**Brief**
Find each line in the entries below that contains the string "positive", matching uppercase and lowercase exactly, and copy those lines.

**Data for review**
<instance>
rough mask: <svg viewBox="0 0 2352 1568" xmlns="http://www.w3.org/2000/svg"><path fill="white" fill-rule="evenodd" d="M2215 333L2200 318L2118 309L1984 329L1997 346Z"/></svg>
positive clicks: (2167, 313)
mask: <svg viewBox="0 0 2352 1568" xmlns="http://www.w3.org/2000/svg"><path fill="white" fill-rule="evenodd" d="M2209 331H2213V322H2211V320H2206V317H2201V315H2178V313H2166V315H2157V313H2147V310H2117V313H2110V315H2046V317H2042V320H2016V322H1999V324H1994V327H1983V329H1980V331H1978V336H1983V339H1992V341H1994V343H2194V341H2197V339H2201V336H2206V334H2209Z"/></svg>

* * *

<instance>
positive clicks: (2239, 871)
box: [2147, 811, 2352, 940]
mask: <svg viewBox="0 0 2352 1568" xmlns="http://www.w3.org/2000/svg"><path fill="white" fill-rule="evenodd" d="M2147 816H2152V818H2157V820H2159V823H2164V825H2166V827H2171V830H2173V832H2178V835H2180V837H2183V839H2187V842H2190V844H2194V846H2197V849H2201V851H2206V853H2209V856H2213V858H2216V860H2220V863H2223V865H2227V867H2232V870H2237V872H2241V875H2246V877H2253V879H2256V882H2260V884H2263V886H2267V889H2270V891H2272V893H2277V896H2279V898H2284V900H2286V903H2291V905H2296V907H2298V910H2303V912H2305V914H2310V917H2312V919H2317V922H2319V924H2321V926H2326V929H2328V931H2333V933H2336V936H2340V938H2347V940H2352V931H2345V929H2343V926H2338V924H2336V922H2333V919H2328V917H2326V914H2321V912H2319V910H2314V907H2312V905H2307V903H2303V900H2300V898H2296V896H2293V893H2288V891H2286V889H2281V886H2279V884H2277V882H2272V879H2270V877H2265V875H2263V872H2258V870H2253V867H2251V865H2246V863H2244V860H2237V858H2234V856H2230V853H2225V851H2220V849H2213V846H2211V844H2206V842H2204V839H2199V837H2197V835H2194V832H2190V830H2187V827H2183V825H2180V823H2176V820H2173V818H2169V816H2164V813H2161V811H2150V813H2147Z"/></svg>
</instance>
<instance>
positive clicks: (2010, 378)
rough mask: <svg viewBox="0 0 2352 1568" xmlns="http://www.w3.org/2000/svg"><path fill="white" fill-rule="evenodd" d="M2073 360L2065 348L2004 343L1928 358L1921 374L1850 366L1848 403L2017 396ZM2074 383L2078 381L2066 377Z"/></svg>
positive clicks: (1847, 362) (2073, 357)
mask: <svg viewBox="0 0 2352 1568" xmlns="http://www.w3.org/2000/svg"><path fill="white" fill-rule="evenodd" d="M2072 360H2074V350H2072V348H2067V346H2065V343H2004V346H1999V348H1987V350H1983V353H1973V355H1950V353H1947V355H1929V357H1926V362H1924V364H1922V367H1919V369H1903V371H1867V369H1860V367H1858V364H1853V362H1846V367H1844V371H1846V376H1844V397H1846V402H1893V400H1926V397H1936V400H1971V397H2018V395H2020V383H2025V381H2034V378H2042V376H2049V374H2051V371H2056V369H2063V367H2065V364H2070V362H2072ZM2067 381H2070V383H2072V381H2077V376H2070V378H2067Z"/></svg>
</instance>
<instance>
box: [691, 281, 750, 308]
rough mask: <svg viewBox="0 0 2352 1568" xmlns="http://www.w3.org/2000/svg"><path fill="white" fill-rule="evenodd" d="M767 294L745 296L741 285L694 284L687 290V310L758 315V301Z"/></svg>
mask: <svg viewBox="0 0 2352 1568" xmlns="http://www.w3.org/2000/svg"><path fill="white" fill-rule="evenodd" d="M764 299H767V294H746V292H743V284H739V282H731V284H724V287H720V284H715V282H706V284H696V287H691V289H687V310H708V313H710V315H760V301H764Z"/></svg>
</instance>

**Solution to this problem**
positive clicks: (2167, 313)
positive clicks: (2239, 871)
positive clicks: (2010, 378)
positive clicks: (1847, 362) (2073, 357)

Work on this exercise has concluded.